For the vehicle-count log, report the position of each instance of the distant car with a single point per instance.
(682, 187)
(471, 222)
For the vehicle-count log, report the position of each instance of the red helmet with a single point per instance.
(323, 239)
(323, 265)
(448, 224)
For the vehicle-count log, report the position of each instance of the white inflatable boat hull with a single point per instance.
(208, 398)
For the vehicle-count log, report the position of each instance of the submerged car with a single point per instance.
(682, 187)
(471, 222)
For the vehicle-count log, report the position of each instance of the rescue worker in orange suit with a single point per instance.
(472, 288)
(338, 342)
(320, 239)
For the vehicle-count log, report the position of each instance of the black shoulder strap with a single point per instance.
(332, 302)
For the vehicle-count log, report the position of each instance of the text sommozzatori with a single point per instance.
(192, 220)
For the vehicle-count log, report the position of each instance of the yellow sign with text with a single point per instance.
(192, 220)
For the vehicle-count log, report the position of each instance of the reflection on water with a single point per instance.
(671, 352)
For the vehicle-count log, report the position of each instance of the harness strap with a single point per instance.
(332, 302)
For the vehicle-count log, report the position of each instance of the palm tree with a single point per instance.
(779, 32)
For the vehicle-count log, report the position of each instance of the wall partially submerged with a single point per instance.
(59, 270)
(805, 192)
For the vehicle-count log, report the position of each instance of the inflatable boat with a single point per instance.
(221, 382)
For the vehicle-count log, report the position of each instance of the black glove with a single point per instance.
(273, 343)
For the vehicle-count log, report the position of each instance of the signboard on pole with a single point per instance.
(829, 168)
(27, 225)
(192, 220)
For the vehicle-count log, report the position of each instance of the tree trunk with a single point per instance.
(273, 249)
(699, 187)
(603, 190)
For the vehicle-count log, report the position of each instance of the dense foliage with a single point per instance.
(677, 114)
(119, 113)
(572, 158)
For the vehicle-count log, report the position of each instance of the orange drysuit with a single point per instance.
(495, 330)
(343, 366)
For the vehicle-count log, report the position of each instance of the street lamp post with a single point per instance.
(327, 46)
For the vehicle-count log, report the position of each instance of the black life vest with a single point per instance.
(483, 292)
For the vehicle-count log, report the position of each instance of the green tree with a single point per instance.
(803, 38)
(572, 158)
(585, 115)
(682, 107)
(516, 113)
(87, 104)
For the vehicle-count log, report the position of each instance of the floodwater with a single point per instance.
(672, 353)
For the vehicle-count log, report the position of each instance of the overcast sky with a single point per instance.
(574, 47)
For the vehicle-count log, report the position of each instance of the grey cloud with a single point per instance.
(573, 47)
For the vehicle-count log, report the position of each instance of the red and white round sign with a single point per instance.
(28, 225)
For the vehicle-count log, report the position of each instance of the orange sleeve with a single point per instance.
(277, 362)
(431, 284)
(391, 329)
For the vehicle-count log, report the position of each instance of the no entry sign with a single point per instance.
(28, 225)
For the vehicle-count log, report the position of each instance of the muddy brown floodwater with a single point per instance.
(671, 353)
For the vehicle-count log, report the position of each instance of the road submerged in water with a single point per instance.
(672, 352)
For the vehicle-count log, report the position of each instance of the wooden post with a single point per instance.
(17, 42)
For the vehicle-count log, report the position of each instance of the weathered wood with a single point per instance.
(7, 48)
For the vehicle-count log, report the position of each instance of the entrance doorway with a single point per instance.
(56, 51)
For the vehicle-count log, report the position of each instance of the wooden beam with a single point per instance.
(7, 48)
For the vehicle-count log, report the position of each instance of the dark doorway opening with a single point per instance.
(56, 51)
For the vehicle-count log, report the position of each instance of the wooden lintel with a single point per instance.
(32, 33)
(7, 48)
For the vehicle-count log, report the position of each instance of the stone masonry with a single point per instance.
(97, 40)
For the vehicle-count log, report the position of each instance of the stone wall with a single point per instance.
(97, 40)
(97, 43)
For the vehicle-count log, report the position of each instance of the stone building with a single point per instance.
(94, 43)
++++++++
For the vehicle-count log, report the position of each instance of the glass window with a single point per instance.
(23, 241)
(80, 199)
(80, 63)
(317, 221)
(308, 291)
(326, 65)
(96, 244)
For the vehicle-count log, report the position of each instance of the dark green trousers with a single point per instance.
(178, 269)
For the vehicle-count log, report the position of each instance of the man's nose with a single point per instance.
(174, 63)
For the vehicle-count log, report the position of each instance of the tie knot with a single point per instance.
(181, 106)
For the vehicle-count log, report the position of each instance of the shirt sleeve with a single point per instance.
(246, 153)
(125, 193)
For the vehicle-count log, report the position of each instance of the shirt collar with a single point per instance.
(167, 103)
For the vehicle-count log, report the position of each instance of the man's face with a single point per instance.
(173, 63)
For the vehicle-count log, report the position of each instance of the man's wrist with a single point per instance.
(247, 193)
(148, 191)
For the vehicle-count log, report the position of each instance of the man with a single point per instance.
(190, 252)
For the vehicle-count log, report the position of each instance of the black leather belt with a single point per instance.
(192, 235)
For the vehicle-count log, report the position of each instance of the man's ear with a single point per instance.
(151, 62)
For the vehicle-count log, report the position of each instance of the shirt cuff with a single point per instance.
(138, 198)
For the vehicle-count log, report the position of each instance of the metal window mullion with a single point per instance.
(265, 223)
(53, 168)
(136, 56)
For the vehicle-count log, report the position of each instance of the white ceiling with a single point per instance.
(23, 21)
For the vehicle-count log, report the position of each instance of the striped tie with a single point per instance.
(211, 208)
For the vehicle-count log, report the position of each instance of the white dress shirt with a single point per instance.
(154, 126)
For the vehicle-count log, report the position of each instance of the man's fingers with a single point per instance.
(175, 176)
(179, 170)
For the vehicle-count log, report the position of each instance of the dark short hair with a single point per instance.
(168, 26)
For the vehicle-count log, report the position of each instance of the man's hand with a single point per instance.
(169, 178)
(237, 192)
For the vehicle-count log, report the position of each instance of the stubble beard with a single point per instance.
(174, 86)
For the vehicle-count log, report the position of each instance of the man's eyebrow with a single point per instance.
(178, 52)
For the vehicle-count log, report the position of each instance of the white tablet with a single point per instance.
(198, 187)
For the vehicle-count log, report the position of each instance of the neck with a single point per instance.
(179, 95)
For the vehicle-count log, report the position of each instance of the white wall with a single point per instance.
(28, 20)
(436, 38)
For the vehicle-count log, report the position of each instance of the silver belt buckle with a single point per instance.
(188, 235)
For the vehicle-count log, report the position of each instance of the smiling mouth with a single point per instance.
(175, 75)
++++++++
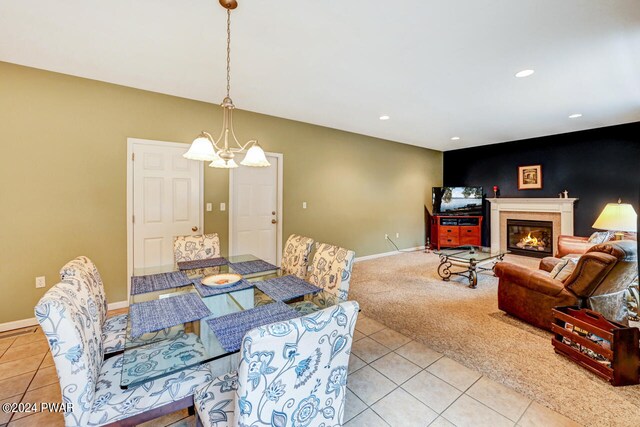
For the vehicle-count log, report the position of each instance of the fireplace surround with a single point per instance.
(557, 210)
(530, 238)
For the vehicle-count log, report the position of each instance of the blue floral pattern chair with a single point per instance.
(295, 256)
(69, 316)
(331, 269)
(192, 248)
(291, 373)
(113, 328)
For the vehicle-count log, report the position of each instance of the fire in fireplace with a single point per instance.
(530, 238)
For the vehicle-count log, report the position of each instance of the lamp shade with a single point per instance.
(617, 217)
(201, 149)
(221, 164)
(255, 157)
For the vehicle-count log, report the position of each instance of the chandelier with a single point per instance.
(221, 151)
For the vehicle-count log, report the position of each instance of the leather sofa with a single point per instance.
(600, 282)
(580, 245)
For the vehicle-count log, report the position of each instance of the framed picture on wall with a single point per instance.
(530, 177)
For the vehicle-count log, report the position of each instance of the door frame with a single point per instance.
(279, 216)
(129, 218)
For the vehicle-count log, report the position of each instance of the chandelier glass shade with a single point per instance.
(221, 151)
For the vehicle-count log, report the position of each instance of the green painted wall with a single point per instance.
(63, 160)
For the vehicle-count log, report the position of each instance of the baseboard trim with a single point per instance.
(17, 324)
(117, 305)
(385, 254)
++++++++
• TASK OBJECTIVE: Gather every line above that contains the word "strap".

• WRITTEN REPLY:
For the vehicle-count log, report the position of each instance of the black shoulder strap with a single point per instance.
For the vehicle-count log, report the position of each instance of the harness strap with a single point per instance.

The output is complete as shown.